*Requirements*:
Rewrite the entries from the very first line through the line containing "(1091, 683)", changing "red trousers" to "red pants" and keeping every other word the same. Return only that stretch.

====== Data records

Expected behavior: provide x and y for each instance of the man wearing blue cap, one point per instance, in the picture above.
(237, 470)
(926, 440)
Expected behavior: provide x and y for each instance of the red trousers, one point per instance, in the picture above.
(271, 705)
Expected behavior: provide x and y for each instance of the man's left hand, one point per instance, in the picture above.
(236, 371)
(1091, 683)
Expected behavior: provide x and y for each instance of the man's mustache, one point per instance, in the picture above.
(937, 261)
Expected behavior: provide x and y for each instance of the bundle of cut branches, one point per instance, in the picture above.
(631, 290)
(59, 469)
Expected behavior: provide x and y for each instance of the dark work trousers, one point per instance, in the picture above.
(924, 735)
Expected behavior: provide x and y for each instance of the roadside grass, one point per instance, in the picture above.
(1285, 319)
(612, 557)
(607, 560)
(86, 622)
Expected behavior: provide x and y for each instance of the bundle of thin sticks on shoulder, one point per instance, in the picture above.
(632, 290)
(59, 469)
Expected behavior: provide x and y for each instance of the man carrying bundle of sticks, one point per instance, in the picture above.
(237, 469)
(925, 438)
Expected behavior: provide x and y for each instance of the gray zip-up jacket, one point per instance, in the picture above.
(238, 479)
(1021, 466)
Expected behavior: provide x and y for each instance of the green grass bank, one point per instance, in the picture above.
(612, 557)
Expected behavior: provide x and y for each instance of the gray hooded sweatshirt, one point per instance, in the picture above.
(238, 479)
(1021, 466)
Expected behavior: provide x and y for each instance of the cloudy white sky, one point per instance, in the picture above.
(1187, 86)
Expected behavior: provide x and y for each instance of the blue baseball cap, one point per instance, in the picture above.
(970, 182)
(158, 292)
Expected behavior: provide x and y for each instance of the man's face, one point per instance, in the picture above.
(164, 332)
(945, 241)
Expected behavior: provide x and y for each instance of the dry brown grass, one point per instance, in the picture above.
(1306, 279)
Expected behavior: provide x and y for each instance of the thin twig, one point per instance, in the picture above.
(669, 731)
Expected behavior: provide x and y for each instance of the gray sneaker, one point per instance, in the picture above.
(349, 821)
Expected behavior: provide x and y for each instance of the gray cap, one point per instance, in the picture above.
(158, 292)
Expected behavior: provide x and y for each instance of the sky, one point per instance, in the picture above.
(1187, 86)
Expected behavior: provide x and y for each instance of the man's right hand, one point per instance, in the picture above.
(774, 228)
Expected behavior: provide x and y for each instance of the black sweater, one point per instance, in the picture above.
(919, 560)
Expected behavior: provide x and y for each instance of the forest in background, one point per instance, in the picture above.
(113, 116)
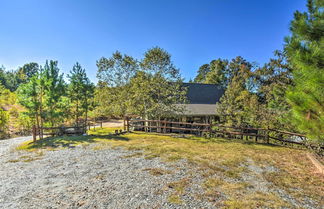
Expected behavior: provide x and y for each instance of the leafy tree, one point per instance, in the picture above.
(218, 72)
(305, 51)
(54, 91)
(202, 73)
(80, 92)
(26, 72)
(30, 96)
(114, 76)
(162, 82)
(237, 105)
(273, 80)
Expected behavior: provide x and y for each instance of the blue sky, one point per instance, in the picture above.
(193, 31)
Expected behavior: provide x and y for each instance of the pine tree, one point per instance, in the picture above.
(305, 50)
(54, 99)
(238, 104)
(80, 92)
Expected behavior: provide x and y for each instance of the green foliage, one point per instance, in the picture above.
(149, 89)
(12, 79)
(157, 88)
(114, 74)
(305, 51)
(237, 105)
(54, 91)
(273, 80)
(80, 92)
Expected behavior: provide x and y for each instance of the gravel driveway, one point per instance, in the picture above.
(86, 178)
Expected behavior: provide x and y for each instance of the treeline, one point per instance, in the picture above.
(255, 96)
(287, 92)
(42, 97)
(150, 87)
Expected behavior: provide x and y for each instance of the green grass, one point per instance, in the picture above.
(223, 158)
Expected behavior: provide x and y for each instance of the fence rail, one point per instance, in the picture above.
(218, 130)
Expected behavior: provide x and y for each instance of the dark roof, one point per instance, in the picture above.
(197, 109)
(203, 93)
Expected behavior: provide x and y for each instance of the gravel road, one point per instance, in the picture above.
(86, 178)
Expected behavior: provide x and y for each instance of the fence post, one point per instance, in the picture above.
(210, 130)
(127, 124)
(34, 133)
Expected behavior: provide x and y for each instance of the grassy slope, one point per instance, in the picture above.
(225, 166)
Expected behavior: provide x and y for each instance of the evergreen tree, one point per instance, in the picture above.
(30, 96)
(114, 76)
(305, 51)
(273, 80)
(80, 92)
(238, 104)
(54, 92)
(163, 84)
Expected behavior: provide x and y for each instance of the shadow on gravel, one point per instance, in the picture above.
(71, 141)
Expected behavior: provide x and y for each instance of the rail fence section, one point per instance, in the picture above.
(267, 135)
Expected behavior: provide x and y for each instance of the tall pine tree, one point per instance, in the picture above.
(305, 50)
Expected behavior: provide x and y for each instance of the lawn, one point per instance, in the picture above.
(235, 174)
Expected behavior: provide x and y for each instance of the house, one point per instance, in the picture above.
(201, 103)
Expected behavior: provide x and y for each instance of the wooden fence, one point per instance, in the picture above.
(217, 130)
(58, 131)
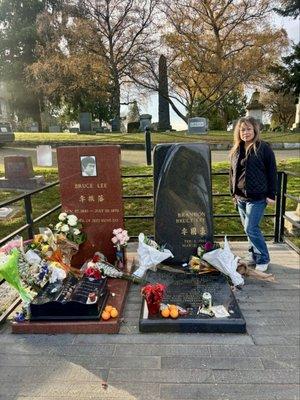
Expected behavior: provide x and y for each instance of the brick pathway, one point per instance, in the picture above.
(260, 365)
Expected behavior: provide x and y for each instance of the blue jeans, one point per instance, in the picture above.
(251, 213)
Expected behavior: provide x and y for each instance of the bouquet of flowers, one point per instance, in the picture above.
(120, 240)
(206, 247)
(226, 262)
(150, 254)
(70, 227)
(153, 294)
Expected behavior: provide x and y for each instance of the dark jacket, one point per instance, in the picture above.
(260, 172)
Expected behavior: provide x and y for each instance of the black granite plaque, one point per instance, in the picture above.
(183, 198)
(186, 289)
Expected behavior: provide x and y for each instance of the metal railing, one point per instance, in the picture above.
(279, 215)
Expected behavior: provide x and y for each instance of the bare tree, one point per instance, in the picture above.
(122, 34)
(214, 47)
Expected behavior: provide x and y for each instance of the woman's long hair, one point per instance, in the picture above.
(237, 138)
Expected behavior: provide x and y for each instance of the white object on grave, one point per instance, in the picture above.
(5, 212)
(44, 156)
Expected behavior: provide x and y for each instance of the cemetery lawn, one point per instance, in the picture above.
(122, 138)
(47, 199)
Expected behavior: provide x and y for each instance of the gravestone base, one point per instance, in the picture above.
(27, 184)
(186, 289)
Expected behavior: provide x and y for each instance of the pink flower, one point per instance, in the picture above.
(208, 246)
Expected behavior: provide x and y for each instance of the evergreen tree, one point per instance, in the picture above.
(133, 113)
(289, 8)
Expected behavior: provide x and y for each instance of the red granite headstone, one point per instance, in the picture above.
(91, 188)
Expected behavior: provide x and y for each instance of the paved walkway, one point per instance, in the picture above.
(260, 365)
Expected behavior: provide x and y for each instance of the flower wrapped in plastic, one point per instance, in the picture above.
(10, 272)
(120, 240)
(149, 255)
(70, 226)
(225, 261)
(153, 294)
(99, 263)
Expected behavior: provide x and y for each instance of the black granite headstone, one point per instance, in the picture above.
(183, 198)
(85, 122)
(185, 290)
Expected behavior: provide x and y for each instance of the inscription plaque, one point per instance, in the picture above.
(96, 199)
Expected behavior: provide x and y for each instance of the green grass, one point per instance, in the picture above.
(47, 199)
(119, 138)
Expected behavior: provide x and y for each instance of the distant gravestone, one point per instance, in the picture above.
(115, 124)
(18, 167)
(74, 130)
(296, 124)
(34, 127)
(198, 125)
(94, 196)
(145, 121)
(19, 174)
(85, 122)
(44, 156)
(255, 108)
(54, 129)
(183, 198)
(5, 127)
(186, 290)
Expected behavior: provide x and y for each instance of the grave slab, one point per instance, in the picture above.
(186, 289)
(117, 286)
(19, 174)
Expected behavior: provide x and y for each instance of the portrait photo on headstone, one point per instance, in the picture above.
(88, 166)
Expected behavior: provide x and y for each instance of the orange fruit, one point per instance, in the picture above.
(108, 308)
(114, 313)
(105, 315)
(174, 313)
(165, 312)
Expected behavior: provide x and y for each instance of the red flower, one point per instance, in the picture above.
(153, 293)
(96, 258)
(92, 273)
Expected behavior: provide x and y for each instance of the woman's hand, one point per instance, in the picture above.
(270, 201)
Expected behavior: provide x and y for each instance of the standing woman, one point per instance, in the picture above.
(253, 181)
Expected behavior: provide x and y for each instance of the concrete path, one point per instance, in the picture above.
(260, 365)
(136, 157)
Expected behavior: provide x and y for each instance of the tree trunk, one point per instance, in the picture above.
(163, 94)
(36, 113)
(115, 105)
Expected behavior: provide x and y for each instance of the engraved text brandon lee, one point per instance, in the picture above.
(192, 224)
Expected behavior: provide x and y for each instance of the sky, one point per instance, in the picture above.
(292, 26)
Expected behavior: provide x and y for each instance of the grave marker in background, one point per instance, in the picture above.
(198, 125)
(85, 122)
(96, 200)
(19, 174)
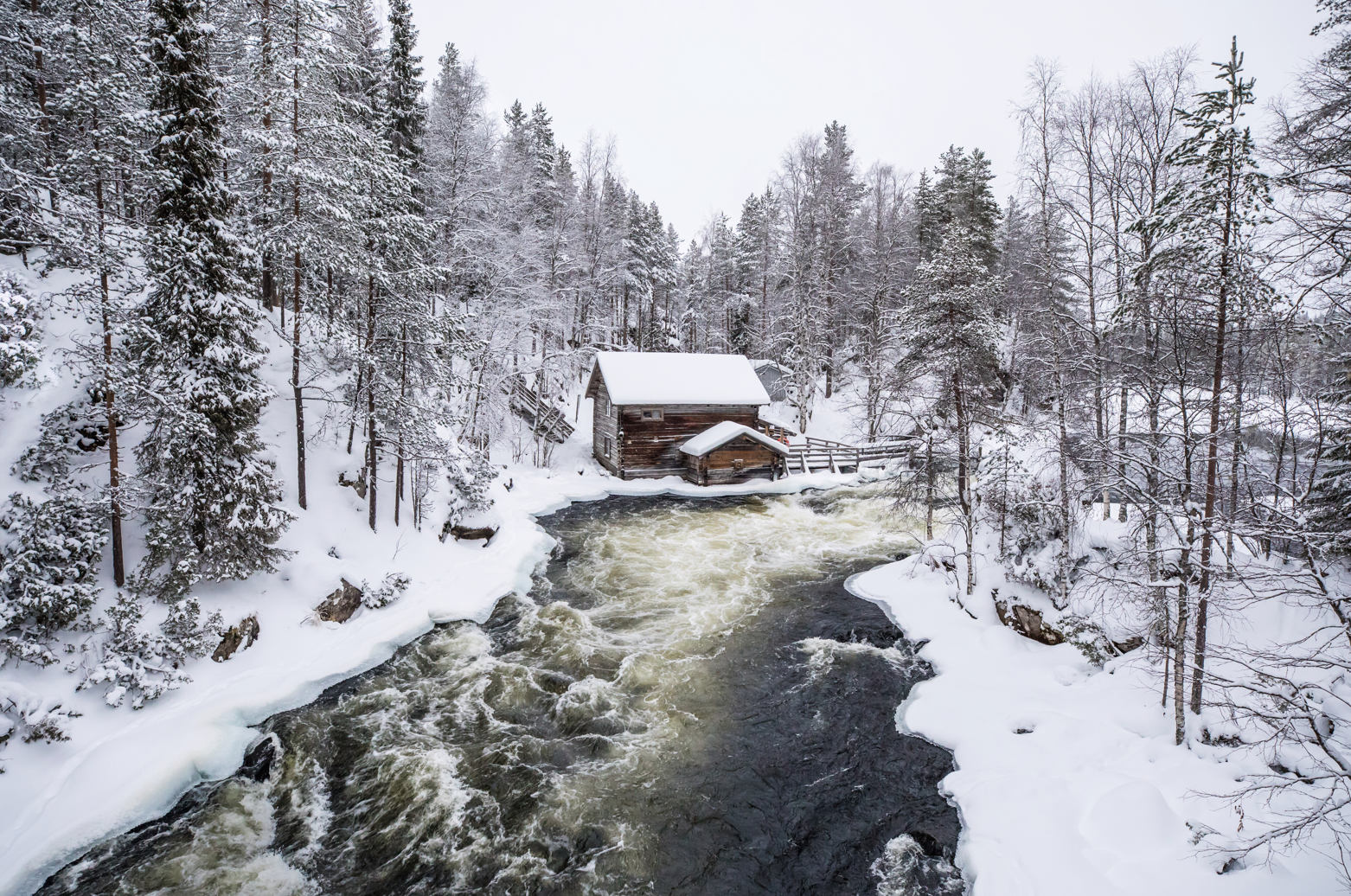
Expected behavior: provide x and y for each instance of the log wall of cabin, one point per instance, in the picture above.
(651, 448)
(605, 426)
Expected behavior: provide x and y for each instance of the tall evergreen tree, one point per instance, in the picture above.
(213, 504)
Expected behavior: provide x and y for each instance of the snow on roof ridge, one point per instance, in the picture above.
(723, 432)
(677, 377)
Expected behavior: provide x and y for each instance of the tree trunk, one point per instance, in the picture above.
(1212, 465)
(119, 574)
(295, 288)
(1120, 449)
(928, 488)
(403, 394)
(372, 454)
(1064, 579)
(1180, 672)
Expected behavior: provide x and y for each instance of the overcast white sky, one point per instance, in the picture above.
(704, 98)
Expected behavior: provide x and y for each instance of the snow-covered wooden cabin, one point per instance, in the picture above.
(733, 453)
(647, 404)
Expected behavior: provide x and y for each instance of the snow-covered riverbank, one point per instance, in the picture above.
(125, 766)
(1067, 780)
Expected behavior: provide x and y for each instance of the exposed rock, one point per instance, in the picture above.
(357, 484)
(238, 638)
(468, 533)
(1129, 645)
(1027, 622)
(257, 765)
(341, 605)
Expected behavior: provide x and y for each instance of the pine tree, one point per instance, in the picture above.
(1212, 218)
(211, 499)
(21, 331)
(950, 333)
(406, 110)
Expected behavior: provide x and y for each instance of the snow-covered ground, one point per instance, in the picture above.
(1092, 797)
(123, 766)
(1067, 780)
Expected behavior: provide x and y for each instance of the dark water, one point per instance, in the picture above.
(688, 701)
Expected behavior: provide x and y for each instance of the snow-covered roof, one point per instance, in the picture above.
(723, 432)
(774, 420)
(676, 377)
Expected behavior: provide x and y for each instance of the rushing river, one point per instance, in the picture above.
(688, 701)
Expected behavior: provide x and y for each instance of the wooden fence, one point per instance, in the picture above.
(546, 419)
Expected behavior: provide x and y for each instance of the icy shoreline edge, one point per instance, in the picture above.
(125, 768)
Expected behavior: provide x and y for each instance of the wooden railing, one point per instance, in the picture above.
(826, 454)
(543, 418)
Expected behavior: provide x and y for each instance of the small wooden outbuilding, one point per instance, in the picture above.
(733, 453)
(647, 404)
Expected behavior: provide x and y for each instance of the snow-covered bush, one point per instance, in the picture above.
(21, 342)
(76, 427)
(31, 716)
(389, 590)
(144, 665)
(469, 475)
(48, 568)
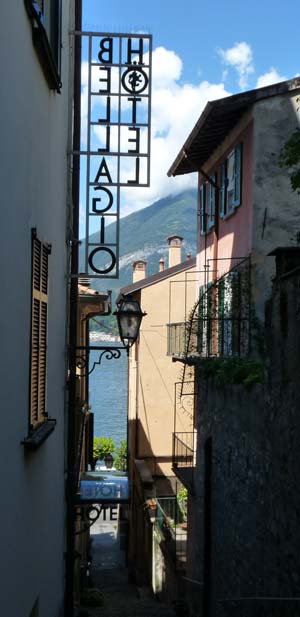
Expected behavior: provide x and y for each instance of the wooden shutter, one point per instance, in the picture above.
(237, 175)
(223, 189)
(202, 210)
(39, 327)
(212, 202)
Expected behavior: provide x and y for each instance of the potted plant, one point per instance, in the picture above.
(182, 497)
(103, 447)
(121, 456)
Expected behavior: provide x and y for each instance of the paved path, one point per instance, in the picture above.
(110, 576)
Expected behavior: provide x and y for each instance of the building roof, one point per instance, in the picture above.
(216, 121)
(156, 278)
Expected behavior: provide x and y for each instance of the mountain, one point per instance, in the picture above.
(143, 236)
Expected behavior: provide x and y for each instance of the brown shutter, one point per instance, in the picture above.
(39, 322)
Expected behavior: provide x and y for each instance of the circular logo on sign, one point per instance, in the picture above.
(104, 270)
(134, 80)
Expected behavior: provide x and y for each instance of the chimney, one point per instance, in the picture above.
(139, 270)
(161, 264)
(174, 250)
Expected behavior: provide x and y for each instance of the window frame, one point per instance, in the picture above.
(208, 205)
(227, 208)
(40, 425)
(46, 37)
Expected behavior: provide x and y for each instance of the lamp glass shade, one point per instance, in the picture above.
(129, 317)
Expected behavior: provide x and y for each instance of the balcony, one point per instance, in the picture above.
(184, 448)
(220, 322)
(176, 338)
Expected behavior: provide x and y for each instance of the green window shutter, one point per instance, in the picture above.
(212, 203)
(237, 175)
(202, 210)
(223, 186)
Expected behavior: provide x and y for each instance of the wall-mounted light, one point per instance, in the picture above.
(129, 317)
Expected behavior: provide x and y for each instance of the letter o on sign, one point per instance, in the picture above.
(97, 250)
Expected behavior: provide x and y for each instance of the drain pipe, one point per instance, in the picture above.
(73, 302)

============

*Complete output*:
Expected behavior: provide x and y for each instance of the man wearing blue cap, one point per instance, in the picture above.
(237, 470)
(926, 440)
Expected behavior: provide x and y for each instance of the red pants, one point per instance, in the picture above.
(271, 705)
Expected behavior: provide x and y for each instance of the man's left hand, one point per instance, in the picture above.
(236, 371)
(1091, 683)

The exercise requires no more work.